Selected extract:
[Start]

How can they? We see this kind of model-abuse from deniers quite frequently, but I think this is the first time I have seen someone argue that the sea isn’t rising as fast as it is because the budget adds up to a different number!
Do you think Dan H. noticed that two of his links are to the same paper?
More evidence that he is simply confused and out of his depth. I really honestly have no clue what point he was actually trying to make and he has neither clarified it nor backed it up.
I wonder what his real (third hand, predigested) source was?
Septic Matthew says
290, Didactylos: But then, he says insane things like “declines in total energy dissipation … since 2005″. Maybe reading the whole paper really wouldn’t help him.
The ” … ” displays omission of useful information. Is that your way of saying that you dismiss Maue’s data presentations out of hand?
What parts of my summaries of the paper’s findings are you disputing? Their models predicted declining cyclonic energy dissipations with global warming, and they explicitly wrote that their model results do not conform with the increase in energy dissipation through 2005.
Alex Katarsis says
304:
I’ve spent years overseas myself, living in poor areas of Asia. I understand that we’ve had bad luck with foreign aid to some of these areas – with corrupt governments diverting funds meant for good purposes, but these subsidies were being blocked because people claimed the fertilizers were dangers to the already famine stricken environments (as well as generators of GHGs). I think the conservative elements are right on this issue. We should support development of modern highways in Africa and subsidies for fertilizing well organized farmland. It is politically-correct to oppose highway development, because people are mistaken in the belief that the laying of asphault is the primary cause of deforestation. The truth is, land clearing for inefficient farming is the main cause. Those little family farms that clear land immediately between two forested areas and a river or stream is precisely what begins the deforestation process. If we do those two things now, we will improve access to health care in Africa, stimulate trading intercontinentally and increase the food output in famine stricken areas. Concerns over GHG’s should take a back seat. It seems we are dodging the nitrogen issue anyway. Making these danger zones more self-sufficient, will provide funding for infrastructure later (even in Bangladesh). The best part is, we can do it immediately.

[End]

Written request:
Continue the climate comment thread above, starting after its last sentence. The rows that come next are separate material and are unrelated to the comment thread above.

Provided information:

[Start]

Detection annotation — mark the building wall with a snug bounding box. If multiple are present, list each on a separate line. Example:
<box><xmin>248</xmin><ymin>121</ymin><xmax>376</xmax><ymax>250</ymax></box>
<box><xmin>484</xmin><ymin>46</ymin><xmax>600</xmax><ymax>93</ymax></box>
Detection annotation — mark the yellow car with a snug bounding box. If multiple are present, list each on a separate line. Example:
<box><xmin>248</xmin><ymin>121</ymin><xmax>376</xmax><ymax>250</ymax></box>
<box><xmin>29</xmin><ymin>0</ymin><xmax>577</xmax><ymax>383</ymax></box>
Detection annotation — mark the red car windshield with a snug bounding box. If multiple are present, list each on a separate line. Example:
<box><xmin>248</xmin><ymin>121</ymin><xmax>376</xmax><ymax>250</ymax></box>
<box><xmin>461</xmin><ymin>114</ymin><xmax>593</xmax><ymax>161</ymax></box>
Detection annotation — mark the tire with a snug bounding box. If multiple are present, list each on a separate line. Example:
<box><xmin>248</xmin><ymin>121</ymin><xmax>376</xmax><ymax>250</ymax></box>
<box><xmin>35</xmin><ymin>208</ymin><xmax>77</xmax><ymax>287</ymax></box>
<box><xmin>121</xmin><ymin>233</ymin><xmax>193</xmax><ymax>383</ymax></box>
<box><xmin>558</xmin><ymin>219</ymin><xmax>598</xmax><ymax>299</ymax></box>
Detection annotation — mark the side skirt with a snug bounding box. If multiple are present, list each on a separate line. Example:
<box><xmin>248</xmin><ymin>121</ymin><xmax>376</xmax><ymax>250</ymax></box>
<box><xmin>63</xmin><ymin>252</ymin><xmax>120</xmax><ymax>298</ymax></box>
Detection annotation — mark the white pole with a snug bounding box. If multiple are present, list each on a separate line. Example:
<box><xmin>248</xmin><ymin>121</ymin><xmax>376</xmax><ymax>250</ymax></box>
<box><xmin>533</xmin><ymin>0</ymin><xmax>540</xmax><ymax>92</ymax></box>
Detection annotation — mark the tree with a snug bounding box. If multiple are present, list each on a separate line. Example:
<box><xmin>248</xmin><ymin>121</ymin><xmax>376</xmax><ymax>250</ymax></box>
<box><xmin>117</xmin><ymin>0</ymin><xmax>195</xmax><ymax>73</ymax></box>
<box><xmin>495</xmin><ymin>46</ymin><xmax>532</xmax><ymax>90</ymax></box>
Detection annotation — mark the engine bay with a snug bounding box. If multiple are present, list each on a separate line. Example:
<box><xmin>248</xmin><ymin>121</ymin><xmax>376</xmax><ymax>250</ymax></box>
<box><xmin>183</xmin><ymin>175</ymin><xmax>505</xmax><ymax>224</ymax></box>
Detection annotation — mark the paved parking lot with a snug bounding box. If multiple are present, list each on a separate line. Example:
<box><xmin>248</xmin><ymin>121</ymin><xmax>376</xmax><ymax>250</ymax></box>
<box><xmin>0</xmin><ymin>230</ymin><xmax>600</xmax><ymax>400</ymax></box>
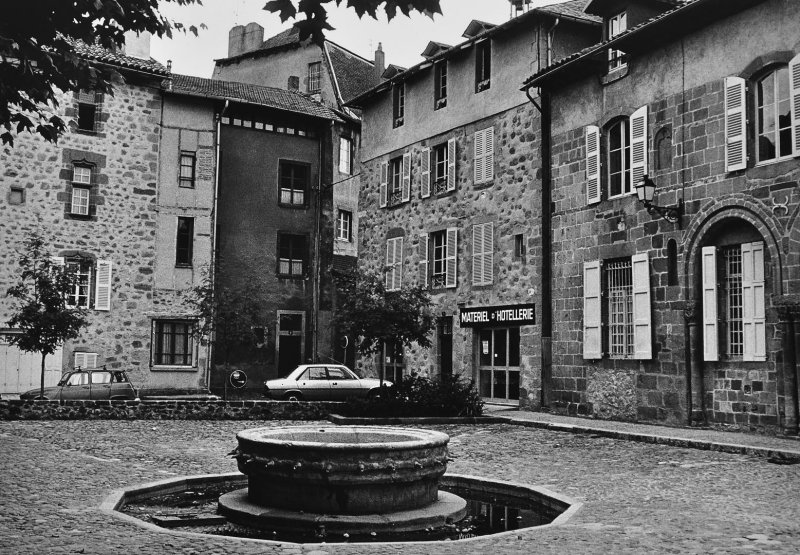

[End]

Answer below:
[edit – debating made up stuff about DDT is best done on other blogs. It is very OT here]
I truly hope that some of you see why it could be argued that fighting carbon dioxide and nitrogen may actually be damaging, more immediately, to the poorer people of earth? In fact, it’s more than just an argument. Fighting against these actions to “save the earth” is demonstrably damaging in the short term.
Dan H. says
Funny Didactylos,
I was being polite to those who might not have a subscription. Apparently you prefer rudeness based on your last post. Do you always blindly accept that which supports your own beliefs, but vehemently deny that which does not? Did you even notice that there is no significant different between the two values. Maybe with a little more research, you can clear up your confusion.
Barton,
The NCAR is one prediction for the future. Here is another which shows a significant increase in precipitaion for the U.S. by 2100. Both of these prediction lie within the uncertainty for 90 years in the future. I would not bet on either.
http://www.ornl.gov/sci/knowledgediscovery/WarGaming/
http://www.ornl.gov/sci/knowledgediscovery/WarGaming/
sambo says
BPL (#313)
I thought the precipitation variation from the GCM weren’t clearly indicating more or less, just greater frequency of extremes. I understand increased area of desert, however I don’t understand how you saw with certainty that it’s going to cover most of the US. Can you explain how the argument supports that statement (or provide a link to your paper)?
Kevin McKinney says
#319–
I don’t think cumulative July precip is that useful a metric, I’m afraid. It ignores 90%+ of the year (obviously) and also the effect of temperature on drying–also important for drought conditions.
This one’s a “fail.”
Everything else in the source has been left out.